WHAT YOU HAVE TO DO:
Find all lines in the listing that include the word "below", then copy them.

RECORDS SHOWN:
= = = = = = =
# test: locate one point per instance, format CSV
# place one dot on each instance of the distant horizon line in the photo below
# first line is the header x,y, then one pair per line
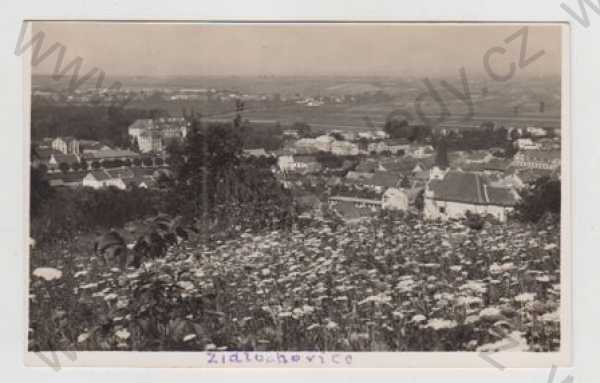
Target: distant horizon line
x,y
294,75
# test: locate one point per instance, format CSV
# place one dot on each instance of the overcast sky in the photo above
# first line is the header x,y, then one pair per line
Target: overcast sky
x,y
153,49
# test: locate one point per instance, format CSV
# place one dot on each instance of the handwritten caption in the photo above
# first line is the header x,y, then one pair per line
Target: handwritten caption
x,y
277,358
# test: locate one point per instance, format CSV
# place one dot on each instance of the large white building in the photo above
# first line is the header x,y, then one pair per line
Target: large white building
x,y
66,145
456,193
151,134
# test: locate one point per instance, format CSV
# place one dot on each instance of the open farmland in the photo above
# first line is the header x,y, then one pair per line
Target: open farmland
x,y
385,283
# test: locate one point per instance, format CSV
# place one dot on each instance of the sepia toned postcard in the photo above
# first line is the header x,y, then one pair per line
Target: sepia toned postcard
x,y
297,194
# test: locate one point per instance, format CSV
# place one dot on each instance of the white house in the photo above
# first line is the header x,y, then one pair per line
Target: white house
x,y
66,145
526,144
395,199
99,179
344,148
459,192
536,132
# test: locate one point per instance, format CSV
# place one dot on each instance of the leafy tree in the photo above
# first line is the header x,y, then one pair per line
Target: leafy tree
x,y
474,221
441,154
64,167
303,129
337,136
397,128
40,190
214,183
420,200
539,199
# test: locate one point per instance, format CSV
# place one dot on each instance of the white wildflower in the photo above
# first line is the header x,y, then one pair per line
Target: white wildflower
x,y
47,273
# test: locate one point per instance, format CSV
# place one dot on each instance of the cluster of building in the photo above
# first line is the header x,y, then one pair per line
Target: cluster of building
x,y
75,162
153,135
476,181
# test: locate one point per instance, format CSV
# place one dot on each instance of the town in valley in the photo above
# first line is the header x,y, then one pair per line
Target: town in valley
x,y
276,211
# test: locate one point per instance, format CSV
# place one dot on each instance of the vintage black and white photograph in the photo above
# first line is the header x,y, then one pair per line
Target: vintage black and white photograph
x,y
296,190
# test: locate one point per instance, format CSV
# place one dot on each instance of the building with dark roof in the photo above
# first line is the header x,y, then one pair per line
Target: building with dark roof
x,y
458,192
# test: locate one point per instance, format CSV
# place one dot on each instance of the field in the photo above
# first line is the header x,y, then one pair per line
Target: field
x,y
384,284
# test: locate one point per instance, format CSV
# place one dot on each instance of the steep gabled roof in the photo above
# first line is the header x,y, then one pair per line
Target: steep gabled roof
x,y
384,179
459,187
470,188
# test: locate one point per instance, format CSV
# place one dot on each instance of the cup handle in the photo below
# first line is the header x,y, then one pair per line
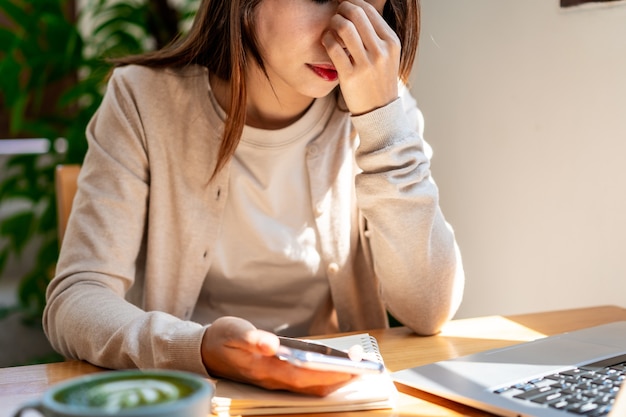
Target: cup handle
x,y
30,405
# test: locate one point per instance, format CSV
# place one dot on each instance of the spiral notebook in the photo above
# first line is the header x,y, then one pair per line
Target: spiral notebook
x,y
367,392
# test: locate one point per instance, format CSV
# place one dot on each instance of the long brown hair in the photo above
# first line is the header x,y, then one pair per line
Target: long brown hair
x,y
222,38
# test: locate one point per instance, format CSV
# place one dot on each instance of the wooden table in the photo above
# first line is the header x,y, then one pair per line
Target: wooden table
x,y
399,347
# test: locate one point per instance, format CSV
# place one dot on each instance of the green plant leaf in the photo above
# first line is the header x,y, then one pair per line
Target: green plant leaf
x,y
18,228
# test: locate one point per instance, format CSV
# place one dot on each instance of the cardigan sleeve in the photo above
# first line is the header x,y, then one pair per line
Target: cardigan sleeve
x,y
414,251
87,315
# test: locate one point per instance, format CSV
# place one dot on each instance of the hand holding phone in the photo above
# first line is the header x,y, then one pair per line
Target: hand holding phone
x,y
320,357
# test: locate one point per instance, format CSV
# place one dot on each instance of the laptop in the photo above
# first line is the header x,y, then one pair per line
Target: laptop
x,y
570,374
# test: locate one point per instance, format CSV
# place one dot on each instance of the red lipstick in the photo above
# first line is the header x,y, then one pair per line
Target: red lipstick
x,y
325,72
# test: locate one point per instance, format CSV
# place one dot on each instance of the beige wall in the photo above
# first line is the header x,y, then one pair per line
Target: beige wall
x,y
525,107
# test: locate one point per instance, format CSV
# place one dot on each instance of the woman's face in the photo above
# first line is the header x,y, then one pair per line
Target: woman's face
x,y
289,35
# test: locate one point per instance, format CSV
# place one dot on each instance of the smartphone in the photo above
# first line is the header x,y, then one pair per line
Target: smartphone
x,y
324,358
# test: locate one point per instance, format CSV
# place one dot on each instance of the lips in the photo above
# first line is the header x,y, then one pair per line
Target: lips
x,y
325,72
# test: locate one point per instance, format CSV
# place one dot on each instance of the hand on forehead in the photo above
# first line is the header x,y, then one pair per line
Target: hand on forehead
x,y
378,4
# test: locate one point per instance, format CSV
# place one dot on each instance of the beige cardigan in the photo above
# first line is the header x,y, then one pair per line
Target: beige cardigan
x,y
139,240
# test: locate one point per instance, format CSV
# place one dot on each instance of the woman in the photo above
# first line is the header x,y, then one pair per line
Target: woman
x,y
263,175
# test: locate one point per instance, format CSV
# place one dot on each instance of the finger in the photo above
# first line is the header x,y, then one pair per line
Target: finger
x,y
241,334
372,11
336,52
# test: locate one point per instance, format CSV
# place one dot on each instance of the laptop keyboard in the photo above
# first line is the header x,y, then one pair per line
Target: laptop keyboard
x,y
589,390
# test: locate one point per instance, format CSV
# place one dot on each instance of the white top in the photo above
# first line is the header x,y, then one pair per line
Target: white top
x,y
269,225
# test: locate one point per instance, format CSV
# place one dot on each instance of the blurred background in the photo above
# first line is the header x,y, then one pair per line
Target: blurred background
x,y
525,107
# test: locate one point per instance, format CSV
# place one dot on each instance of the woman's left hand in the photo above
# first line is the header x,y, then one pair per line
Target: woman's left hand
x,y
366,54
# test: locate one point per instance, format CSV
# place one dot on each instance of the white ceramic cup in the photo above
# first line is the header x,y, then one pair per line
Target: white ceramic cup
x,y
133,393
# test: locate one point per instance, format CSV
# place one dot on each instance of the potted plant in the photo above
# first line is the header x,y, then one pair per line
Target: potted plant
x,y
52,77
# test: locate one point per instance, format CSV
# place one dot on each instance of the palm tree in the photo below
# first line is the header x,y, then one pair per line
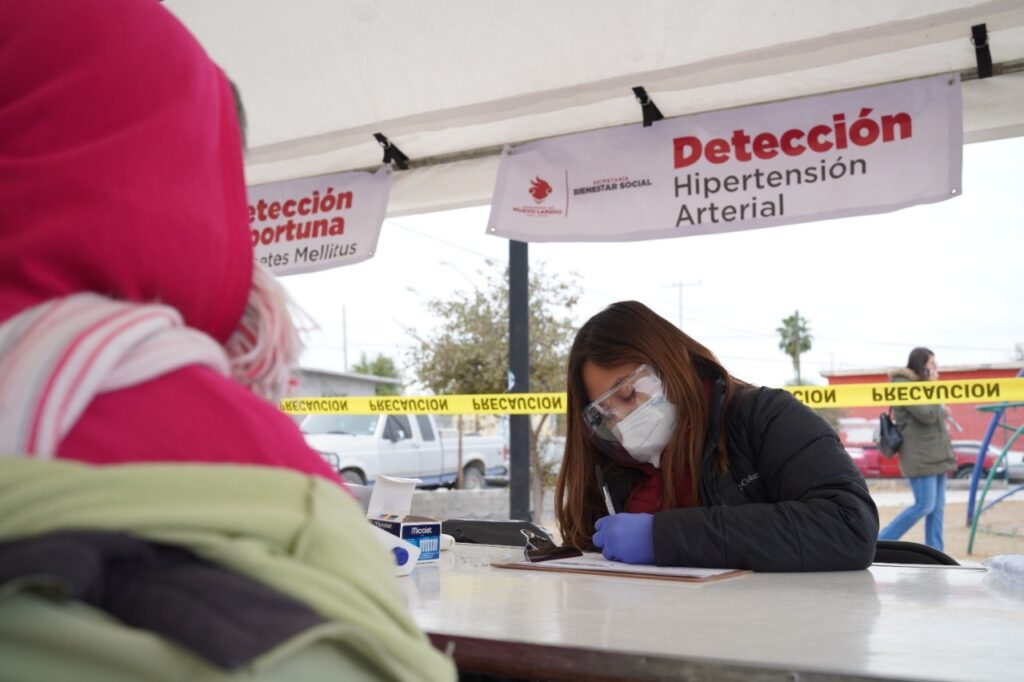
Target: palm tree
x,y
795,338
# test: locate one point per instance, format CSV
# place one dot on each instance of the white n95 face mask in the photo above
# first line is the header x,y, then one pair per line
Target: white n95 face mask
x,y
634,414
647,430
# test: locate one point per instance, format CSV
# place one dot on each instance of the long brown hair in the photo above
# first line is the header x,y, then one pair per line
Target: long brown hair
x,y
630,332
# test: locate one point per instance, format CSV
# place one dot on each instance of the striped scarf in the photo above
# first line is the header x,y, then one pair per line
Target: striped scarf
x,y
56,356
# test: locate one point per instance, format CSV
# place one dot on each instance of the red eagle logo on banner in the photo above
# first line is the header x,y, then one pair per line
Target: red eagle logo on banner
x,y
539,189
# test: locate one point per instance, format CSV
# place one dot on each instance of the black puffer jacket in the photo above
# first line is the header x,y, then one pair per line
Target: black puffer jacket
x,y
793,500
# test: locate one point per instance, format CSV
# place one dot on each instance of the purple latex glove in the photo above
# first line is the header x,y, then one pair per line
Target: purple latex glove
x,y
627,538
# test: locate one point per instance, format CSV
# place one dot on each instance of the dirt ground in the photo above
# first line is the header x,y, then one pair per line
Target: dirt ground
x,y
1000,529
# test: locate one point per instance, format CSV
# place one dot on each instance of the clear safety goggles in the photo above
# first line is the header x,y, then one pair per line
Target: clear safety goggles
x,y
621,400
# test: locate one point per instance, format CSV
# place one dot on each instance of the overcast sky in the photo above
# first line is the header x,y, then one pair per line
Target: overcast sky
x,y
947,275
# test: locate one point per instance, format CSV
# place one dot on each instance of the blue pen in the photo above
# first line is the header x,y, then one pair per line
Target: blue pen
x,y
604,489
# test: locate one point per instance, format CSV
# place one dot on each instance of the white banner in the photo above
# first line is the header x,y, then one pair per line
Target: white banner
x,y
315,223
854,153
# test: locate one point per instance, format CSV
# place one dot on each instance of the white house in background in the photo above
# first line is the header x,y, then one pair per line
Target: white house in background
x,y
326,382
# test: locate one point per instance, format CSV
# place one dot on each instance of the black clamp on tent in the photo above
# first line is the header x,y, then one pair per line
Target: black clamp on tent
x,y
647,105
391,153
979,38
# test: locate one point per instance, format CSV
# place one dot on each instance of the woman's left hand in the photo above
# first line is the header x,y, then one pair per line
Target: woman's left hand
x,y
627,538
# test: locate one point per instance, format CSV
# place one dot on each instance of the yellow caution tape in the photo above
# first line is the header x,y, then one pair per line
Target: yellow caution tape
x,y
839,395
498,403
918,392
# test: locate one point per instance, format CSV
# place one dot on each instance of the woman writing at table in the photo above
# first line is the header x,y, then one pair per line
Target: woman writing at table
x,y
701,469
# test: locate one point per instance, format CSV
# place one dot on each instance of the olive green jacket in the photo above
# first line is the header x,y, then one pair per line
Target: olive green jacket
x,y
303,536
926,450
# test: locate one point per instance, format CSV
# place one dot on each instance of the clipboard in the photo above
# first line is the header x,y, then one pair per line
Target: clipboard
x,y
593,563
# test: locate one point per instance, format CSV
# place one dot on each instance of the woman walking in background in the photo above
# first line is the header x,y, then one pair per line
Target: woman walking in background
x,y
926,456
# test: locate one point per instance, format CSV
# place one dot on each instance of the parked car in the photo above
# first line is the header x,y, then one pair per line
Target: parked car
x,y
364,446
872,464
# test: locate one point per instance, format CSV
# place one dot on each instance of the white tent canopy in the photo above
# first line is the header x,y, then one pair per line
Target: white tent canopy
x,y
451,83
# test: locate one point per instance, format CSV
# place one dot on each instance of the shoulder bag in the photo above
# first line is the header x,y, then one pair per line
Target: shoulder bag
x,y
890,435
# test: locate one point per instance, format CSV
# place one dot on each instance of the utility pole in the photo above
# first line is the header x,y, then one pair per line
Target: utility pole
x,y
344,339
679,286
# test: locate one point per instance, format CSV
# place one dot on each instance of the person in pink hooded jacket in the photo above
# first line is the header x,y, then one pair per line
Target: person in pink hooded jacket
x,y
133,323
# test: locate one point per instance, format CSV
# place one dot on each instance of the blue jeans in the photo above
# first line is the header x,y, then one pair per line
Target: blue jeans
x,y
929,501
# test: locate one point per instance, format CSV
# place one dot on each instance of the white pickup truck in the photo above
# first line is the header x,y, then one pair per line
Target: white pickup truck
x,y
363,446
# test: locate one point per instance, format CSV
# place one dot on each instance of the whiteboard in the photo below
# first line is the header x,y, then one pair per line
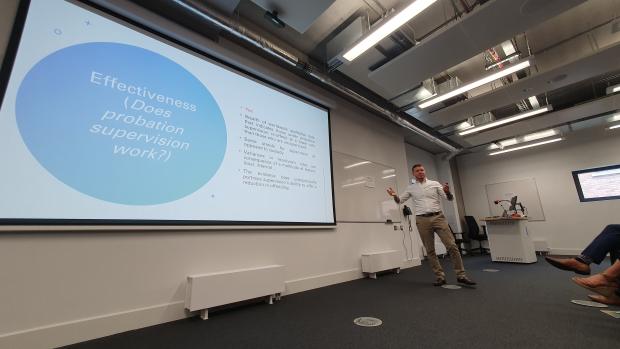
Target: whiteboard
x,y
526,192
360,190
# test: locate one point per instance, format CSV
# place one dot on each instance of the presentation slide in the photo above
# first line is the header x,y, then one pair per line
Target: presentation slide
x,y
100,121
599,183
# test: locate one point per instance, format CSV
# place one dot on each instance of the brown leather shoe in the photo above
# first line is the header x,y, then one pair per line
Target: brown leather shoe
x,y
570,264
465,281
601,284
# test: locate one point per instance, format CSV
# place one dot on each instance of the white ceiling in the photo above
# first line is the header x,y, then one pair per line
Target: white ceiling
x,y
571,41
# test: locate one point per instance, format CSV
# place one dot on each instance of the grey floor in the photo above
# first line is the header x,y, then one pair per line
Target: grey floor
x,y
522,306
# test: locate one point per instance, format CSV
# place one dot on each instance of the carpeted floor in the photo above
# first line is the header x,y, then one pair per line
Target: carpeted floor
x,y
522,306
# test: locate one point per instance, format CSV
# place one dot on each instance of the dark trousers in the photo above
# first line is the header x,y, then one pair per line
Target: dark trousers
x,y
608,241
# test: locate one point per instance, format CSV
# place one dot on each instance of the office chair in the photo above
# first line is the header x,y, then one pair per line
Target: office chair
x,y
474,232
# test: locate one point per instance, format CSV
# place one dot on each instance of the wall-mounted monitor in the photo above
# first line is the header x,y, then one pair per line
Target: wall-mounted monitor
x,y
595,184
106,122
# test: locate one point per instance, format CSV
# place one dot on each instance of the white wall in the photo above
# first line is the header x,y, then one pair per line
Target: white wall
x,y
569,224
62,287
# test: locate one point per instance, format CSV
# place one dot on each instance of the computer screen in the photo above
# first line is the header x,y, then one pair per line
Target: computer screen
x,y
595,184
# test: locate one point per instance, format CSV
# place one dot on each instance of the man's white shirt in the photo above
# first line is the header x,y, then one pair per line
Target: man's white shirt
x,y
425,196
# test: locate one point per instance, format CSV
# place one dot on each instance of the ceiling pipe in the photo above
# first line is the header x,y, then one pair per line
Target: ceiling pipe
x,y
282,55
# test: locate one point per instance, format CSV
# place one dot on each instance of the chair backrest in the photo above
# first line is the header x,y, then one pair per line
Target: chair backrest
x,y
472,226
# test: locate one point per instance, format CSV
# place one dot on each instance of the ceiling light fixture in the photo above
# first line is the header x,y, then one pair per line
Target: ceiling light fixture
x,y
505,120
539,135
357,164
612,89
387,28
513,56
472,85
527,146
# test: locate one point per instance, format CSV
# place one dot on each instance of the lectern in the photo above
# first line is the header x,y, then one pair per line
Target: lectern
x,y
509,240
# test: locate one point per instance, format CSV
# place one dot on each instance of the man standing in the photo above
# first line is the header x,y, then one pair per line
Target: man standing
x,y
426,196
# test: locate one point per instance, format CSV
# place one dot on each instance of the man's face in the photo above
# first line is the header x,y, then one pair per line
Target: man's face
x,y
419,173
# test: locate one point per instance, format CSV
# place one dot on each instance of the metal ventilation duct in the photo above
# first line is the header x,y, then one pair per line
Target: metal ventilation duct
x,y
484,27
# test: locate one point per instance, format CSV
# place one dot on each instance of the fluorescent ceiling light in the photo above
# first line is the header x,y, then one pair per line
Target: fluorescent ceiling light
x,y
503,144
387,28
614,118
357,164
539,135
510,58
613,89
527,146
508,47
463,126
472,85
352,184
508,142
505,120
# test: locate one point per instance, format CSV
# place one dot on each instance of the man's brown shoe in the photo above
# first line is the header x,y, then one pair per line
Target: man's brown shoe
x,y
465,281
570,264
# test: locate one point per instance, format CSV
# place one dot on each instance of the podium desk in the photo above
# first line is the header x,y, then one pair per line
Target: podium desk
x,y
509,240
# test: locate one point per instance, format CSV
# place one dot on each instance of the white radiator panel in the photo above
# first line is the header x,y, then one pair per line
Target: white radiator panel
x,y
213,289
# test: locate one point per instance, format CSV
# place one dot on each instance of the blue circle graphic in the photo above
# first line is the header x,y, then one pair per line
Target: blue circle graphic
x,y
121,123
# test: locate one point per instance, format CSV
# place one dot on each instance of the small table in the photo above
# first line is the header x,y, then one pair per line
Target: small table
x,y
509,240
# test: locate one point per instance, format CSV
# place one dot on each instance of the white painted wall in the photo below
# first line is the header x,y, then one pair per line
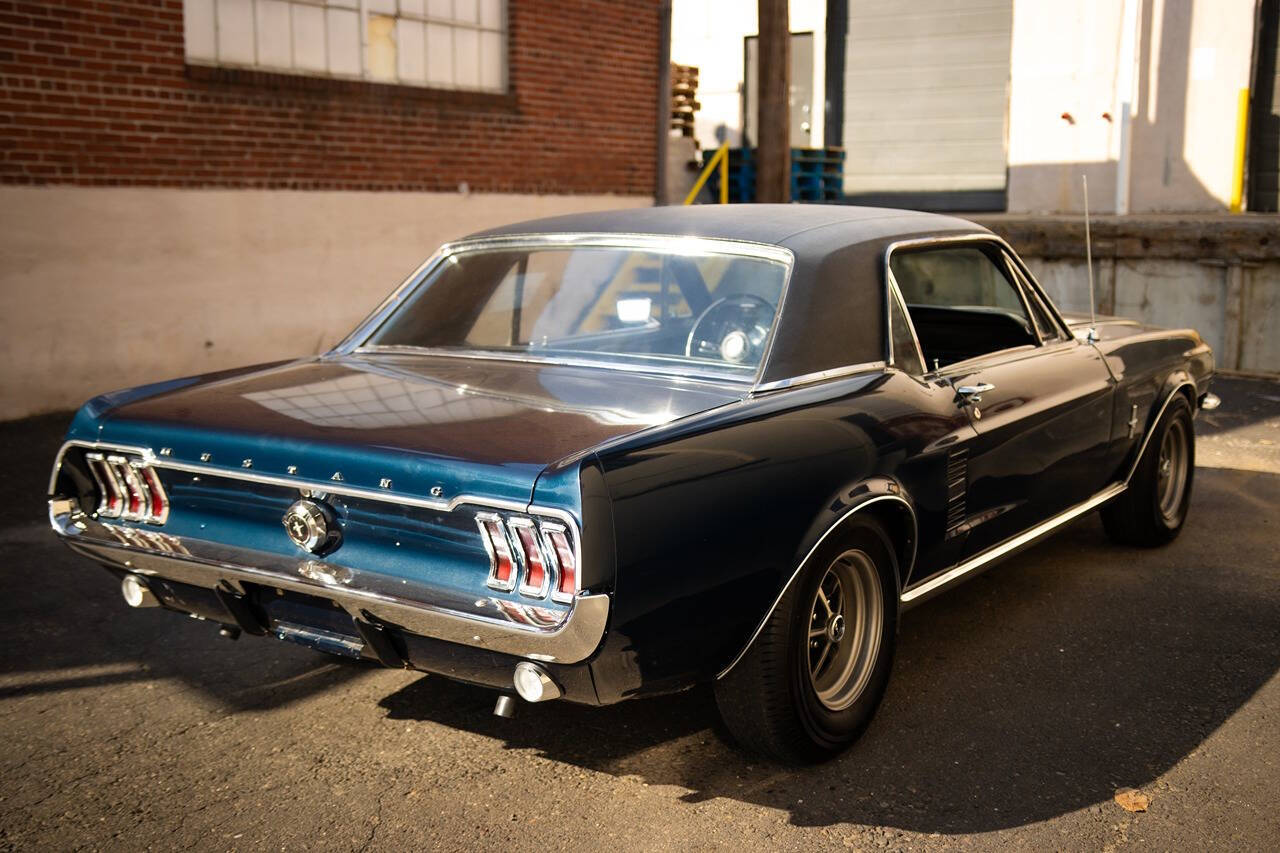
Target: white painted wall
x,y
709,33
1192,59
101,288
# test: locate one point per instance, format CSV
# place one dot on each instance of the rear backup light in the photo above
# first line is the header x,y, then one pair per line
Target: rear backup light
x,y
566,562
128,489
502,569
535,580
538,557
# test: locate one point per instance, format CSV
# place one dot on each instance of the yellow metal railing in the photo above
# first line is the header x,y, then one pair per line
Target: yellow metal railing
x,y
718,159
1242,131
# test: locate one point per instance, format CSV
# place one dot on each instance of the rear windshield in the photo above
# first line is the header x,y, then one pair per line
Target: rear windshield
x,y
700,313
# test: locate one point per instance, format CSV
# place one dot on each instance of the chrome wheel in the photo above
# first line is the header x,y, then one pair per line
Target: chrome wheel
x,y
1171,471
845,625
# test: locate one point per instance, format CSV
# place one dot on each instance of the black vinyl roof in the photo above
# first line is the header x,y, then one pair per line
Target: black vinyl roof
x,y
833,313
777,224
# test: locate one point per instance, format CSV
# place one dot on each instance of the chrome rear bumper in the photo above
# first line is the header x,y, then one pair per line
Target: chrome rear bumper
x,y
511,630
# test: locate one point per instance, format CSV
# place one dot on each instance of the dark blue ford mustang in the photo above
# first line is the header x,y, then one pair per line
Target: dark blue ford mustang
x,y
612,455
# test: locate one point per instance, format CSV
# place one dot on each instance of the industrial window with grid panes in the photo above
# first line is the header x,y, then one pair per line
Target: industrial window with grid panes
x,y
438,44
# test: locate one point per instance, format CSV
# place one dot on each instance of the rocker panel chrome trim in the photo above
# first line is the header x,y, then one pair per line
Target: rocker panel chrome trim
x,y
926,589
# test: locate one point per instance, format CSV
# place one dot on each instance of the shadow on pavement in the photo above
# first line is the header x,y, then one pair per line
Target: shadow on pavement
x,y
1031,692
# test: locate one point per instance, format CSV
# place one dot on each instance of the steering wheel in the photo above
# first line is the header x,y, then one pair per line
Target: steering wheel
x,y
732,329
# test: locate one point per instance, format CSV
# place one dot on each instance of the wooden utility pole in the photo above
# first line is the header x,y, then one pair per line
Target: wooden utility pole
x,y
773,123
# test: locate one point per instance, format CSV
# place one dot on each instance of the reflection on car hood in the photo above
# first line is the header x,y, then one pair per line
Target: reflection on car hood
x,y
460,425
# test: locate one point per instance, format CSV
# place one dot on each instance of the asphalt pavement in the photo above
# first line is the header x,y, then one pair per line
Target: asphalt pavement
x,y
1020,703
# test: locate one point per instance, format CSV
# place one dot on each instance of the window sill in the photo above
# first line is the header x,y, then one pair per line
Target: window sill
x,y
282,81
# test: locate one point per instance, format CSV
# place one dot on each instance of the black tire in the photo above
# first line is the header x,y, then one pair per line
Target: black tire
= = = = = = =
THE ANSWER:
# place one dot on each instance of the distant horizon line in the photo below
# place one dot on each instance of the cup handle in the photo below
# place one dot on each instance of the palm tree in the photo below
# place one dot on each instance of the whiteboard in the photo below
# place one dot on each instance of the white painted wall in the photo below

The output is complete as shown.